Every line below that has the string "bridle" needs to be copied.

(Beginning of Entries shown)

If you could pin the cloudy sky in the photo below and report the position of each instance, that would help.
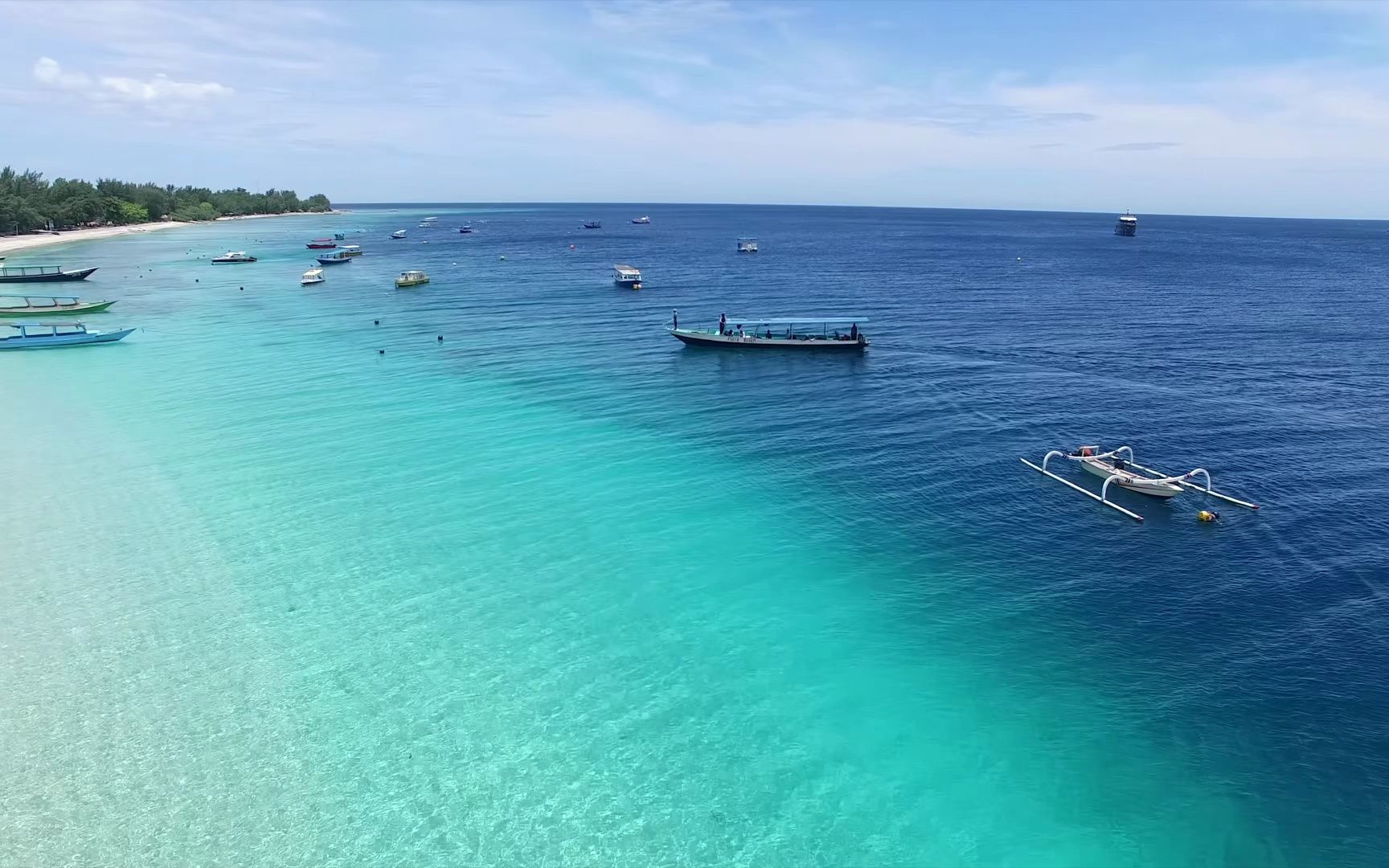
(1266, 108)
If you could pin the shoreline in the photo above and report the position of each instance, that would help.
(18, 244)
(13, 244)
(219, 219)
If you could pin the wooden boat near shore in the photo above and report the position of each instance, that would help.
(782, 334)
(42, 274)
(231, 257)
(47, 306)
(46, 335)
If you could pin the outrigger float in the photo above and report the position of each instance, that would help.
(1125, 474)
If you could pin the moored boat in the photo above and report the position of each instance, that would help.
(625, 276)
(1131, 475)
(42, 274)
(46, 306)
(45, 335)
(788, 334)
(232, 256)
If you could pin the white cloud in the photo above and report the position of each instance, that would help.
(160, 89)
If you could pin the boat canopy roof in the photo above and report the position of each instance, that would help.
(795, 320)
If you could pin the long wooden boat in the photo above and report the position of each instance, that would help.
(42, 274)
(46, 306)
(46, 335)
(838, 334)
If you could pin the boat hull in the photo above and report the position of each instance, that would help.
(81, 274)
(87, 307)
(51, 342)
(749, 342)
(1133, 481)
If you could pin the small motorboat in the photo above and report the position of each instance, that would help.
(42, 274)
(1117, 469)
(47, 306)
(232, 256)
(45, 335)
(625, 276)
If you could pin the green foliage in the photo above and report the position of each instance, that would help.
(28, 202)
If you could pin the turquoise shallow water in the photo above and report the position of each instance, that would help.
(560, 592)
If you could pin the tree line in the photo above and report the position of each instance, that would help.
(30, 202)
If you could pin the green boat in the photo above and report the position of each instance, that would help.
(45, 306)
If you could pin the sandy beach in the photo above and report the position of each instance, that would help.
(11, 244)
(282, 214)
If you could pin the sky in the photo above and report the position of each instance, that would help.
(1240, 107)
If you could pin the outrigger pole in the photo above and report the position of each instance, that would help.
(1104, 492)
(1088, 493)
(1184, 480)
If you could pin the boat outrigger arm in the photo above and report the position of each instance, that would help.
(1131, 480)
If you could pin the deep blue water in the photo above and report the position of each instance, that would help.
(832, 560)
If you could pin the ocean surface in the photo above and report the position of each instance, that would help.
(559, 591)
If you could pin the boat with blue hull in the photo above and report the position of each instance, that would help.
(49, 335)
(42, 274)
(49, 306)
(839, 334)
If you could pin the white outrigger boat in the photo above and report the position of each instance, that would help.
(1127, 474)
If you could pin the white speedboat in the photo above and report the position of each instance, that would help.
(232, 256)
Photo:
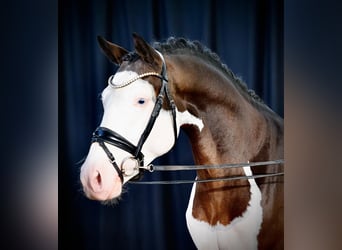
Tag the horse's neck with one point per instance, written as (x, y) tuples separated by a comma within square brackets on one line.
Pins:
[(234, 131)]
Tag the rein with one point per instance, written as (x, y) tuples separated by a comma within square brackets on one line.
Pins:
[(104, 135)]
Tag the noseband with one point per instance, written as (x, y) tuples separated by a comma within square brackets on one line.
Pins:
[(104, 135)]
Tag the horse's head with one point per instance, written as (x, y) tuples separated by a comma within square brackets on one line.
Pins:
[(137, 125)]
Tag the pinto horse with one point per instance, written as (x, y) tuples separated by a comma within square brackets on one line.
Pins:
[(163, 87)]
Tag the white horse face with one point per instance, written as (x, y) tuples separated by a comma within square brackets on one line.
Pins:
[(127, 111)]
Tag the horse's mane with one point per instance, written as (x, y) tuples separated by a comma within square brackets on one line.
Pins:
[(180, 45)]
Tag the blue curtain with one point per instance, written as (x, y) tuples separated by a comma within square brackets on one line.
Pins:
[(248, 37)]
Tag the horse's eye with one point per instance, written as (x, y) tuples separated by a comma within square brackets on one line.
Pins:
[(141, 101)]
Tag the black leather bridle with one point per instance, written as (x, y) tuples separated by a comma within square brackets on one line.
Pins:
[(104, 135)]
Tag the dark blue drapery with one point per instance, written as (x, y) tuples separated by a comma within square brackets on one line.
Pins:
[(248, 37)]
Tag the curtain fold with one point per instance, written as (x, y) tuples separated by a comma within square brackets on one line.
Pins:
[(248, 37)]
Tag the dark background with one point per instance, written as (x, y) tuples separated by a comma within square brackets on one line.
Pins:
[(247, 35)]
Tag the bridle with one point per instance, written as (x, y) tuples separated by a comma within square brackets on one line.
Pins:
[(104, 135)]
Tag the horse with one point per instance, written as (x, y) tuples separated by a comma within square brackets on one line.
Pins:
[(163, 87)]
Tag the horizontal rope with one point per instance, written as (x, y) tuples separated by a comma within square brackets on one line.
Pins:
[(206, 180)]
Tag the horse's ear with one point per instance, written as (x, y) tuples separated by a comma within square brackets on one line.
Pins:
[(145, 51), (112, 51)]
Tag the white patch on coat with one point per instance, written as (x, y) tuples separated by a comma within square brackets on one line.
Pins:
[(187, 118), (241, 233)]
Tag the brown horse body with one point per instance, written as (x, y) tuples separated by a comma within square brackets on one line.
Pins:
[(238, 127)]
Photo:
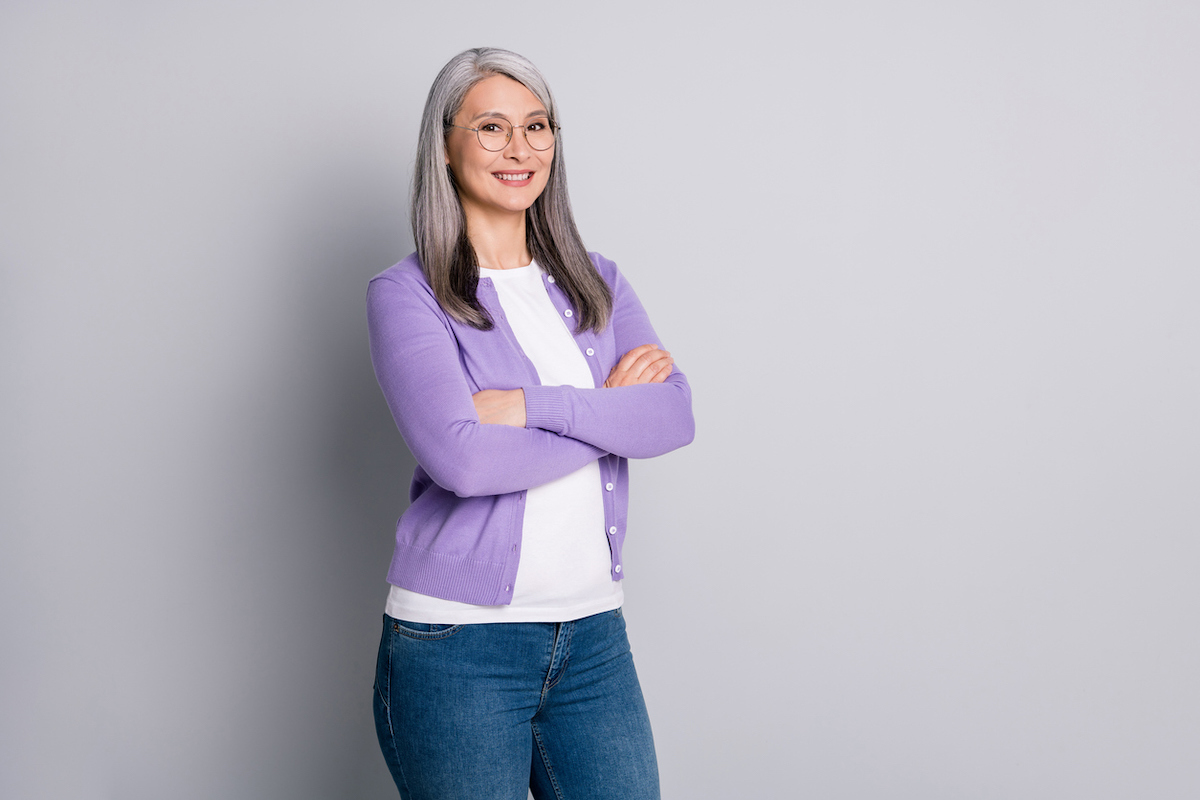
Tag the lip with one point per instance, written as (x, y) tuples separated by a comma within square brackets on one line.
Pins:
[(514, 172)]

(End of Entries shown)

Written answer →
Tag the black leather bridle with one point per instance, written as (x, y) tuples separated by a comma within square brackets on one line.
Tag the bridle with one point per instance, written as (x, y) tuples separated by a comma within square brackets on one line.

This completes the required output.